_Tasks to carry out_
1. Copy the sign-detection passage from "Importance of each" up to and including "produce empty glosses.", switching "manual activation" to "hand activation" everywhere.
2. Answer these questions on the sign-detection passage:
(a) Which feature has the highest weight in the feature list?
(b) In which program is the final output of the manual activation tool shown?
(c) Which classifier had the highest accuracy for the number-of-hands tool?
3. Extend the sign-detection passage with the text that should come right after its last sentence.

_Reading text_
AUC scores of all the classifiers tested for manual activation prediction
Weight Feature
0.1410 Right wrist y
0.1281 Right wrist x
0.0928 Left wrist y
0.0917 Left wrist x
0.0717 Nose x
0.0658 Left shoulder x
0.0623 Left elbow y
0.0588 Right elbow y
0.0552 Nose y
0.0517 Left shoulder y
0.0482 Left elbow x
0.0482 Right elbow x
0.0482 Right shoulder y
0.0364 Right shoulder x
Table 2. 
Importance of each feature during manual activation as predicted by the Extreme Gradient Boosting classifier
Figure 3. 
Final output of the manual activation tool as seen in ELAN. Signing sequences have been given a 'signing' gloss for readability. This attribute can be easily changed to produce empty glosses.
Figure 4. 
Bounding boxes are calculated in order to normalize the body joint coordinates for each signer. After this process the normalized coordinates are passed to the XGBoost classifier.[3]

4.2 Tool 2: Number of Hands

The second tool is responsible for not only recognizing whether a person in a video is signing but also if the sign is one or two-handed. We have previously hypothesized that this is a more complex task than the previous binary classification. Results on the accuracy of all the classifiers suggest that it is not as intricate as initially thought of; the higher the sliding window interval, the lower the accuracy of the model. As seen in Figure 5 of all classifiers tested, Random forest had the highest accuracy at the sliding window interval of 1 frame at a time. Similarly to the previous experiment, a frame-to-frame prediction can produce the highest results.

_Location identification entries_
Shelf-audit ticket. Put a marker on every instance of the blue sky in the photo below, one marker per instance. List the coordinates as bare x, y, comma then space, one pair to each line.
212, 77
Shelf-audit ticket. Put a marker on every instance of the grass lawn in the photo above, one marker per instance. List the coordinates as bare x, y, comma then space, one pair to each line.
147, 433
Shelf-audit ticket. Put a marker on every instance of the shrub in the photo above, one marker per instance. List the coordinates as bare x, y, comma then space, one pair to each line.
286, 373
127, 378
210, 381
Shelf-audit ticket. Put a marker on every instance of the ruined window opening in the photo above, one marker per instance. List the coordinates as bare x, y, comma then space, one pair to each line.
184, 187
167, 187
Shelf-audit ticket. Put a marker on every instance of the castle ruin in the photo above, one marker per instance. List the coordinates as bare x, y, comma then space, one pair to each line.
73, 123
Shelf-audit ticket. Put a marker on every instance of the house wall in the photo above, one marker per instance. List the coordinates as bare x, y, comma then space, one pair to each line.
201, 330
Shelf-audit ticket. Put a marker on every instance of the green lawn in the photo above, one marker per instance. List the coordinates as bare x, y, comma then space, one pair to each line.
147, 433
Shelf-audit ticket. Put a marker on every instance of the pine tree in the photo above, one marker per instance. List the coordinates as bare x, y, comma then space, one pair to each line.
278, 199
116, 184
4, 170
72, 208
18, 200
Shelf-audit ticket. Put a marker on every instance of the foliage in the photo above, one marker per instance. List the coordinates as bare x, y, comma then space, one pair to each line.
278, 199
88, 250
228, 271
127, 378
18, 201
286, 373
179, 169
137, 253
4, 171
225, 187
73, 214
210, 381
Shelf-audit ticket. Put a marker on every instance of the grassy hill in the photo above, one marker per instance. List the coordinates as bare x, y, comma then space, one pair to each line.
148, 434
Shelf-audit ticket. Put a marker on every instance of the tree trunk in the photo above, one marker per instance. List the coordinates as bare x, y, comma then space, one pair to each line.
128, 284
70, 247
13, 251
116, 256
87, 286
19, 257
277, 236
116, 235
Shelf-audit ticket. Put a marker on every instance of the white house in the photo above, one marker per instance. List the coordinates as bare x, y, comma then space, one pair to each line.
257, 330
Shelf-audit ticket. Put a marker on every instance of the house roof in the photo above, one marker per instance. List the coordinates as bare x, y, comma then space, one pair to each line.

_Outputs in order_
1.
Importance of each feature during hand activation as predicted by the Extreme Gradient Boosting classifier
Figure 3. 
Final output of the hand activation tool as seen in ELAN. Signing sequences have been given a 'signing' gloss for readability. This attribute can be easily changed to produce empty glosses.

2.
(a) Right wrist y, with a weight of 0.1410.
(b) ELAN.
(c) Random forest, at a sliding window interval of 1 frame at a time.

3.
Furthermore, the results regarding the Long-Short-Term-Memory networks (Figure 6) suggest that the highest accuracy can be achieved at a sliding window interval of 56 frames and at a hidden layer size of 8 units. However, such a high window interval contains more than one sign, as the average length of a sign is approximately 14 frames. This discrepancy can be caused due to the architectural properties of the LSTM network. The average length of the signs is too small for the network to converge. The LSTM units needed more timesteps in order to prevent overfitting to the data. This property in addition to the small dataset used to train the network caused this anomaly.
Although the tool performs well on predicting whether a sign is one- or two-handed (using a Random Forest classifier) there are cases were the output is not as expected. In particular, cases where there is a two-handed symmetrical sign produced, the tool fails to accurately predict the correct class. It is likely that such signs were under-presented in our data set, thus resulting in poor classification.
Figure 5. 
Accuracy of different classifiers in various sliding window intervals in order to predict whether a sequence contains a one- or a two- handed sign or not signing at all. At a sliding window interval of 1 (a), Random Forest shows the highest accuracy.
Figure 6. 
Accuracy of Long-Short-Term-Memory networks on the test set with different sliding window intervals (x) and hidden layer sizes (8,16,32,64,256).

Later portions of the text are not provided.